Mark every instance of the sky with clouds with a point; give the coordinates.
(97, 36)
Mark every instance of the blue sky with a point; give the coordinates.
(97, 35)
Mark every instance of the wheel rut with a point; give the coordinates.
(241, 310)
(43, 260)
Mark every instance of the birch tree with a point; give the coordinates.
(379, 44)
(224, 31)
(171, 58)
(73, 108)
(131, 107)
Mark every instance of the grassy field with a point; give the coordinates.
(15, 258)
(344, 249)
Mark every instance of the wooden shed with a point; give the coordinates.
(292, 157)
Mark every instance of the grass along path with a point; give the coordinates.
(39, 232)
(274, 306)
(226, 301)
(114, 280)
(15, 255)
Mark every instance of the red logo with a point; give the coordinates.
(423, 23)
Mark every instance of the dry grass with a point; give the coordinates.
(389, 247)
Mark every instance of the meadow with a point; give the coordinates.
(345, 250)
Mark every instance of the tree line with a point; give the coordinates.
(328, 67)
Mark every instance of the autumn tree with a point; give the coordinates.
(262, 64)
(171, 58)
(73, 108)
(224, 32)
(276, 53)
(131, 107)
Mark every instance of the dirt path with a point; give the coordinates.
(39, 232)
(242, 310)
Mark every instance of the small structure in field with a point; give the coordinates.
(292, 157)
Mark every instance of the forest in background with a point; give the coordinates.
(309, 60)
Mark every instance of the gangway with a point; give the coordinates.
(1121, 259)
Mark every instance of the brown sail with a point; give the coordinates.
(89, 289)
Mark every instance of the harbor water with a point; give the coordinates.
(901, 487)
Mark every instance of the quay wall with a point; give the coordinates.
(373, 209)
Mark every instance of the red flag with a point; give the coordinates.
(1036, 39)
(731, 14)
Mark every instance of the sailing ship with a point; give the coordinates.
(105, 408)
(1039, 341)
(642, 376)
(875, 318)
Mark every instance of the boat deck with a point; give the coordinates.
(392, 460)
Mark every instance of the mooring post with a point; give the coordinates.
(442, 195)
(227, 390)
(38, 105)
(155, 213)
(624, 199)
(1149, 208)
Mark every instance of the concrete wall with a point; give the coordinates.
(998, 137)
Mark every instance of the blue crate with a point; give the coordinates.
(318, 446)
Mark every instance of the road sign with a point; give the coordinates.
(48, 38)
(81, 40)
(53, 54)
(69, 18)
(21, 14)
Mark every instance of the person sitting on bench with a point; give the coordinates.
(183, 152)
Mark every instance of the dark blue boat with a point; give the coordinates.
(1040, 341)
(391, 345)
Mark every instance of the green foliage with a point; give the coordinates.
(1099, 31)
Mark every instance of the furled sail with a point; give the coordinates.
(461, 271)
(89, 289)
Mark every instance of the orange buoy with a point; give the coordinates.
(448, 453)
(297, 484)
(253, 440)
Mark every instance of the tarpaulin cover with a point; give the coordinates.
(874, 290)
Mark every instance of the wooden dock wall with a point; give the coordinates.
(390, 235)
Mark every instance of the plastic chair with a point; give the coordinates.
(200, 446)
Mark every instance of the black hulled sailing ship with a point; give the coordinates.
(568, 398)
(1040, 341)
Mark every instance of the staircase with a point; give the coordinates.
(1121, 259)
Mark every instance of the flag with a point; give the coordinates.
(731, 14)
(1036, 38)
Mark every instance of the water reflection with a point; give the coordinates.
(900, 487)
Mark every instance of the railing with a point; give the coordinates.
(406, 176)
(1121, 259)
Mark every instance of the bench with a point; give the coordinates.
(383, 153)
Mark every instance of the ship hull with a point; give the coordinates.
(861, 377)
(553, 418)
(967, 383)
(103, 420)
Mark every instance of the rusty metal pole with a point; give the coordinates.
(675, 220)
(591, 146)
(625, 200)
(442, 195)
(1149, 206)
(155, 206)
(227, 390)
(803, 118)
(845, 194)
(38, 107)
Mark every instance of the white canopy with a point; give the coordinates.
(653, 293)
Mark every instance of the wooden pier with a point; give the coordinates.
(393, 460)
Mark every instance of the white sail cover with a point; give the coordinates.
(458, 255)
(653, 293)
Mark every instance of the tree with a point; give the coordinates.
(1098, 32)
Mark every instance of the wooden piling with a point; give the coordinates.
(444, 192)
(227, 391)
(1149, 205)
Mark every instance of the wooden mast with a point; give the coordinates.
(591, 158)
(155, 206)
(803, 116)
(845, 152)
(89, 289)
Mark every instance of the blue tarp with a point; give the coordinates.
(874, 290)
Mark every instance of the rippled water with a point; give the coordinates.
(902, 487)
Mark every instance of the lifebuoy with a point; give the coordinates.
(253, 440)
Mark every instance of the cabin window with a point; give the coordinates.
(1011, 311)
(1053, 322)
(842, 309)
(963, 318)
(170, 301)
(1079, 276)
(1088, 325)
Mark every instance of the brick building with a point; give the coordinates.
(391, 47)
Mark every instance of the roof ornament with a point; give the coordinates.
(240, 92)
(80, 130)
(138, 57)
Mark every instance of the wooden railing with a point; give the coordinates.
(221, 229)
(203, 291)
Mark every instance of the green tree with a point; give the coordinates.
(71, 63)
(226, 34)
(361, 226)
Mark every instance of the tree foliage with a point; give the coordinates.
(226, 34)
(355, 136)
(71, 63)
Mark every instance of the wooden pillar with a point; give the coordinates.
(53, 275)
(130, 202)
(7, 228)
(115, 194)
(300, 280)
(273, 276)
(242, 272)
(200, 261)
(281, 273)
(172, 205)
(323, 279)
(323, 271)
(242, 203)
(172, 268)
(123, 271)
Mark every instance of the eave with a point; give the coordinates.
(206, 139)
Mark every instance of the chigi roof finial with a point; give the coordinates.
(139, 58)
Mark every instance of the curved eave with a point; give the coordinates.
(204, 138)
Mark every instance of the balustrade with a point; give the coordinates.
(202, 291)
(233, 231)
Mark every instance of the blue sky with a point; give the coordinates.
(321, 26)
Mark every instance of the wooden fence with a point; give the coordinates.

§ **What is expected**:
All of the data above should be reproduced exactly, with nothing missing.

§ **Response area**:
Mark every instance of the sky with clouds with a point; give the coordinates.
(97, 36)
Mark every instance of the blue sky with a point; give the coordinates.
(97, 35)
Mark every instance of the wheel rut with a point; give the coordinates.
(241, 310)
(43, 260)
Mark every instance of the birch tree with a point; give the coordinates.
(379, 44)
(224, 31)
(171, 58)
(73, 108)
(131, 107)
Mark every instance of the grassy field with a point; give the coordinates.
(15, 258)
(344, 249)
Mark every instance of the wooden shed with a point; give the coordinates.
(292, 157)
Mark every instance of the grass along path with a point; give the coordinates.
(39, 232)
(274, 306)
(226, 301)
(114, 280)
(15, 255)
Mark every instance of the red logo with a point; give the coordinates.
(423, 23)
Mark every instance of the dry grass with a point; give the coordinates.
(389, 247)
Mark every instance of the meadow with a point; give the coordinates.
(345, 250)
Mark every instance of the tree line with a point; give the coordinates.
(328, 67)
Mark every instance of the autumn tree with a point; give the coordinates.
(262, 64)
(171, 58)
(73, 108)
(224, 32)
(276, 53)
(131, 107)
Mark every instance of the dirt path with a point; give the coordinates.
(39, 232)
(242, 310)
Mark every instance of the small structure in field with a point; give the coordinates.
(292, 157)
Mark every instance of the forest in background with a point; give the coordinates.
(309, 60)
Mark every instance of the gangway with a point; give the coordinates.
(1121, 259)
Mark every instance of the brown sail with a point; give the coordinates.
(89, 289)
Mark every instance of the harbor water with a point; give the coordinates.
(901, 487)
Mark every instance of the quay wall with a point; give the coordinates.
(373, 209)
Mark every instance of the red flag with a point; give the coordinates.
(1036, 39)
(731, 14)
Mark every instance of the sailing ship with a point; give the coordinates.
(105, 408)
(1039, 341)
(642, 376)
(875, 318)
Mark every instance of the boat deck with a point; give the coordinates.
(392, 460)
Mark every instance of the mooring post with a point; give the coordinates.
(442, 195)
(227, 390)
(38, 105)
(155, 213)
(624, 199)
(1149, 208)
Mark every instance of the concrete wall with a point; give the coordinates.
(998, 137)
Mark every instance of the blue crate with a point; give the coordinates.
(318, 446)
Mark every instance of the road sign with a point; give the coordinates.
(48, 38)
(81, 40)
(53, 54)
(69, 18)
(21, 14)
Mark every instance of the person sitting on bench with a point; give the coordinates.
(183, 152)
Mark every instance of the dark blue boat with a point; give the coordinates.
(1040, 341)
(391, 345)
Mark every instance of the green foliage with a point; give the coordinates.
(1099, 31)
Mark every instance of the furled sail with a point; give the coordinates.
(461, 271)
(89, 289)
Mark every instance of the orange buoy with a point; give the coordinates.
(448, 453)
(297, 484)
(253, 440)
Mark every instance of the tarpaulin cover with a point; give the coordinates.
(874, 290)
Mark every instance of the wooden dock wall with a point; give the coordinates.
(390, 235)
Mark every instance of the plastic chair with a point; give the coordinates.
(200, 446)
Mark every instance of the black hulled sailing ship with a point; give the coordinates.
(568, 398)
(1040, 341)
Mark every instance of the staircase with a point; give the coordinates.
(1121, 259)
Mark every instance of the flag with a point; give the coordinates.
(731, 14)
(1036, 38)
Mark every instance of the water reflection with a point; give the coordinates.
(900, 487)
Mark every instance of the railing with a point; give the coordinates.
(406, 176)
(1121, 259)
Mark every instance of the bench with a point; give the coordinates.
(383, 153)
Mark every instance of the ship hull with a point; give the coordinates.
(861, 377)
(553, 418)
(967, 383)
(103, 420)
Mark every instance of the rusty metal pole with a point; give the coordinates.
(675, 220)
(591, 146)
(625, 200)
(442, 195)
(1149, 206)
(155, 206)
(227, 390)
(803, 118)
(845, 194)
(38, 107)
Mark every instance of the white canopy with a point; give the coordinates.
(653, 293)
Mark every instance of the wooden pier with a point; give the coordinates.
(393, 460)
Mark every instance of the white sail cover with a point; give the coordinates.
(458, 255)
(653, 293)
Mark every instance of the tree with a point; give the coordinates.
(1098, 32)
Mark every instance of the wooden piling with a point; give the coordinates.
(444, 192)
(227, 391)
(1149, 205)
Mark every instance of the wooden mast with a point; give the coordinates.
(591, 158)
(155, 206)
(803, 116)
(845, 152)
(89, 289)
Mark every instance of the blue tarp with a point; give the coordinates.
(874, 290)
Mark every instance of the rippled water with a point; give the coordinates.
(902, 487)
Mark every instance of the lifebuoy with a point; give the coordinates.
(253, 440)
Mark every instance of the cabin window with a point; give the coordinates.
(1011, 311)
(1053, 322)
(842, 309)
(963, 318)
(170, 301)
(1079, 276)
(1088, 325)
Mark every instance of the brick building with a point; give the coordinates.
(391, 47)
Mark every instance of the roof ornament with a point; give the coordinates.
(240, 92)
(80, 130)
(138, 57)
Mark every instance of the wooden railing with a point; give the coordinates.
(221, 229)
(203, 291)
Mark every instance of the green tree with a point; give the coordinates.
(71, 63)
(226, 34)
(361, 226)
Mark every instance of the tree foliage with a point; give the coordinates.
(226, 34)
(355, 136)
(71, 63)
Mark every instance of the wooden pillar with a point; give the coordinates.
(53, 275)
(130, 202)
(7, 228)
(115, 194)
(300, 280)
(273, 276)
(242, 272)
(200, 261)
(281, 273)
(172, 205)
(323, 279)
(323, 271)
(242, 203)
(172, 268)
(123, 271)
Mark every instance of the eave with a point; give the coordinates.
(206, 139)
Mark every instance of the chigi roof finial with a point; give the coordinates.
(139, 58)
Mark every instance of the curved eave with a point; give the coordinates.
(204, 138)
Mark every instance of the balustrade with a point; give the coordinates.
(202, 291)
(233, 231)
Mark every instance of the blue sky with a point; give the coordinates.
(321, 26)
Mark every instance of the wooden fence with a point; give the coordinates.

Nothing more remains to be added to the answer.